Convert every line of the rows below into a JSON list of strings, one string per line, and omit any blank lines.

--- Data shown ---

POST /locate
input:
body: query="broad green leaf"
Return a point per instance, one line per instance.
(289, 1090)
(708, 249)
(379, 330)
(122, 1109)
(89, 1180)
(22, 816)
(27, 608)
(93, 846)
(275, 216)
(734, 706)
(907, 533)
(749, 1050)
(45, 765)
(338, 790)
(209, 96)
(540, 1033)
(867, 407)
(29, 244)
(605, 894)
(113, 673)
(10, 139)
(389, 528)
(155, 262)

---

> Output of the exercise:
[
  "POST /locate",
  "input:",
  "body: query=\"broad green leaf\"",
  "Return a point per instance, one line per instance.",
  "(289, 1090)",
  "(708, 249)",
  "(379, 330)",
  "(122, 1109)",
  "(89, 1180)",
  "(22, 816)",
  "(27, 608)",
  "(93, 846)",
  "(275, 216)",
  "(734, 706)",
  "(907, 533)",
  "(749, 1050)",
  "(45, 765)",
  "(338, 790)",
  "(209, 96)",
  "(540, 1033)",
  "(867, 407)",
  "(29, 244)",
  "(605, 894)",
  "(113, 673)",
  "(10, 139)",
  "(389, 528)",
  "(155, 262)"
]